* Task list
1. Reproduce word for word the part of the news item on the Hiroshima medical team's trip to Hawaii that opens with the words containing "The team, made" and closes with "exams for survivors.".
2. Answer these questions from the news item on the Hiroshima medical team's trip to Hawaii:
(a) On what dates will the team be in Honolulu?
(b) Since what year has the team traveled to Honolulu every two years?
(c) About how many survivors live in Hawaii?

* Supplied passage
A medical team from Hiroshima, Japan, will travel to Hawaii to provide free, comprehensive medical examinations for atomic-bomb survivors.
The team, made up of surgeons, obstetricians and internists, will be in Honolulu on July 5-6. Representatives from Hiroshima and Nagasaki prefectural governments will also travel to Hawaii to provide assistance to survivors.
The team has traveled to Honolulu every two years since 1981 with the assistance of the American Society of Hiroshima-Nagasaki A-Bomb Survivors Hawaii Chapter, which is coordinating the exams for survivors.
Approximately 150 survivors live in Hawaii, said Mae Oda, volunteer coordinator.
Medical teams also travel to Los Angeles, San Francisco and Seattle as well as to South America. The Hiroshima Prefectural Medical Association, Japan Ministry of Health, Labour and Welfare, Hiroshima prefectural government, the Radiation Effects Research Foundation and the Hiroshima Atomic Bomb Casualty Council have also supported medical missions.

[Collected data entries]
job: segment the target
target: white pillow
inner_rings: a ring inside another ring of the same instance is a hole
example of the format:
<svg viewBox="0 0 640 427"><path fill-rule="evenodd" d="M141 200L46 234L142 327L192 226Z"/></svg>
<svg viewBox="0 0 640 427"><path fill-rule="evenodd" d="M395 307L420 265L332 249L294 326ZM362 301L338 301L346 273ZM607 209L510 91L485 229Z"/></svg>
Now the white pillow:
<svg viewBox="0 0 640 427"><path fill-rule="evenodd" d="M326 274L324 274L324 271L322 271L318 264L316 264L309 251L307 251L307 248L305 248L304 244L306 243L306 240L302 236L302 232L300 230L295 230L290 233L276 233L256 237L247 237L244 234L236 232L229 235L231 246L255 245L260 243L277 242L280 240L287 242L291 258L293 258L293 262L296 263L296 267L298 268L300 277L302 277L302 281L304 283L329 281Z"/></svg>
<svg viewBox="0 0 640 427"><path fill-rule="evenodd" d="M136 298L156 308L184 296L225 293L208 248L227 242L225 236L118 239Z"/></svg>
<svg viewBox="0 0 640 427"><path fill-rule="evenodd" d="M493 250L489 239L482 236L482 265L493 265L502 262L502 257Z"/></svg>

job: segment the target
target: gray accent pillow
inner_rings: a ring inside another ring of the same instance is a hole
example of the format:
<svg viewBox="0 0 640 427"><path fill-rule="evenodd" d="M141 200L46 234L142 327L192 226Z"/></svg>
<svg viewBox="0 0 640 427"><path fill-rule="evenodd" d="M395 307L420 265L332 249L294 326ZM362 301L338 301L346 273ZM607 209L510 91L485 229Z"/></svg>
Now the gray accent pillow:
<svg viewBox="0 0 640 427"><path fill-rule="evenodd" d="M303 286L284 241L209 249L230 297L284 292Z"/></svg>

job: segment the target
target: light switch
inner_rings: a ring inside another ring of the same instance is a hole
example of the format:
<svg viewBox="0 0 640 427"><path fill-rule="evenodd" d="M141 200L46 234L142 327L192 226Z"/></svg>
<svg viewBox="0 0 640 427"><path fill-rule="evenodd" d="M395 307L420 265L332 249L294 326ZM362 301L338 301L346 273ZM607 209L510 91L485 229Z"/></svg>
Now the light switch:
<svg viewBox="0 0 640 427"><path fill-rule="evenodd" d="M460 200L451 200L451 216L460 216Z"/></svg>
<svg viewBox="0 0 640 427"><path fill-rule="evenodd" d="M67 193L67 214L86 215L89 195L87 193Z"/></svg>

* Responses
1.
The team, made up of surgeons, obstetricians and internists, will be in Honolulu on July 5-6. Representatives from Hiroshima and Nagasaki prefectural governments will also travel to Hawaii to provide assistance to survivors.
The team has traveled to Honolulu every two years since 1981 with the assistance of the American Society of Hiroshima-Nagasaki A-Bomb Survivors Hawaii Chapter, which is coordinating the exams for survivors.

2.
(a) July 5-6
(b) 1981
(c) Approximately 150